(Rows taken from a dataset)
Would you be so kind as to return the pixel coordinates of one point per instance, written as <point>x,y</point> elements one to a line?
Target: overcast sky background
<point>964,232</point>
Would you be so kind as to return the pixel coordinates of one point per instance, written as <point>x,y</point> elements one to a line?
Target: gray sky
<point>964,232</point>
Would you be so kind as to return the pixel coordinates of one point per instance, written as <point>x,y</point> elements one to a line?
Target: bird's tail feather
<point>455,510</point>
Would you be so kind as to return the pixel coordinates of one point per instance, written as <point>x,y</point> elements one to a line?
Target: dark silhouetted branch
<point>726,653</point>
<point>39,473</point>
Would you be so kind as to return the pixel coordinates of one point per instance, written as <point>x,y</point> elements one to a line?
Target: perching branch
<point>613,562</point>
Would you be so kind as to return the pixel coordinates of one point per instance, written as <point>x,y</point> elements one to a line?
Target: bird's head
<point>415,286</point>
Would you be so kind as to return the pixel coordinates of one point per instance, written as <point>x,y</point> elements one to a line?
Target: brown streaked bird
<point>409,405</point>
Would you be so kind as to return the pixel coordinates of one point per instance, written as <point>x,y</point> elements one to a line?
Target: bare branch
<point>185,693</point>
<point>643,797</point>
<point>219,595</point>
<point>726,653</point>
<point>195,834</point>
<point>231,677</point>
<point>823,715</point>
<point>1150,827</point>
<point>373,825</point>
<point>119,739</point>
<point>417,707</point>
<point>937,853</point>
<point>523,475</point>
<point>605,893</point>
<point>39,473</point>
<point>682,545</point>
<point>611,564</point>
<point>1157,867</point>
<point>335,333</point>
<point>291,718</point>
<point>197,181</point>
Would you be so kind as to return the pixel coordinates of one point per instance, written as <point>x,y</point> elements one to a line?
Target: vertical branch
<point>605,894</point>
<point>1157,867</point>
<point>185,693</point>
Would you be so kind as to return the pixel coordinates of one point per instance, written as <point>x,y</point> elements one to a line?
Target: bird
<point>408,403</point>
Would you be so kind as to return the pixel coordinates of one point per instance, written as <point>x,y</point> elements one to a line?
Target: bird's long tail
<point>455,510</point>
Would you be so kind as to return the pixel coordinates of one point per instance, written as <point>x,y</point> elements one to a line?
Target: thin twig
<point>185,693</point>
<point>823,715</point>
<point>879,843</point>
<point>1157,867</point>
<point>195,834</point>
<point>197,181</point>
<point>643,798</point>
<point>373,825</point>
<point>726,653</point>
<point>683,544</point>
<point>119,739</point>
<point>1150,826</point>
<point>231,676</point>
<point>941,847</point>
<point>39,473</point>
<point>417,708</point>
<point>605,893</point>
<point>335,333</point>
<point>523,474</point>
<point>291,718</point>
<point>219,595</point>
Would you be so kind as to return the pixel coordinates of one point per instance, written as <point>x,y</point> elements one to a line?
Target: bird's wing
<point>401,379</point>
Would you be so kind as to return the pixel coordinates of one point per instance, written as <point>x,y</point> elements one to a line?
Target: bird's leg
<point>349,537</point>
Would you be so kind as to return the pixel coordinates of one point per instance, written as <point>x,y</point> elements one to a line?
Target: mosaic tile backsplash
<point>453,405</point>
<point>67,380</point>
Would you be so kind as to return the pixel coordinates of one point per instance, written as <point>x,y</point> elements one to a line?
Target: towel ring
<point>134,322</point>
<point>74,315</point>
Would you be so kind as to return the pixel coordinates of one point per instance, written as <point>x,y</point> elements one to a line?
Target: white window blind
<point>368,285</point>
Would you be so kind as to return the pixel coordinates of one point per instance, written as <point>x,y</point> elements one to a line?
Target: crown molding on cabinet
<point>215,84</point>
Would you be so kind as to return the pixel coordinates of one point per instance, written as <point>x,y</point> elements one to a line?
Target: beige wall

* Objective
Write out the items above without any changes, from their very first line through the line that contains "<point>613,562</point>". Include both ends and nothing past that line.

* Answer to this exercise
Would you be so kind as to return the pixel coordinates of one point per instance, written as <point>x,y</point> elements one to a line?
Target: overcast sky background
<point>964,232</point>
Would you be so kind as to return the pixel coordinates of one point per instance, written as <point>x,y</point> elements one to a line?
Target: gray sky
<point>964,232</point>
Would you be so kind as to return the pixel coordinates of one point per instance, written as <point>x,y</point> elements one to a line?
Target: bird's tail feather
<point>455,510</point>
Would you be so kind as to return the pixel coordinates of one point per instance, written as <point>x,y</point> elements one to a line?
Target: dark silhouetted branch
<point>726,653</point>
<point>39,473</point>
Would you be so kind as to return the pixel coordinates of one point per instance, written as <point>x,y</point> elements one to a line?
Target: perching branch
<point>613,562</point>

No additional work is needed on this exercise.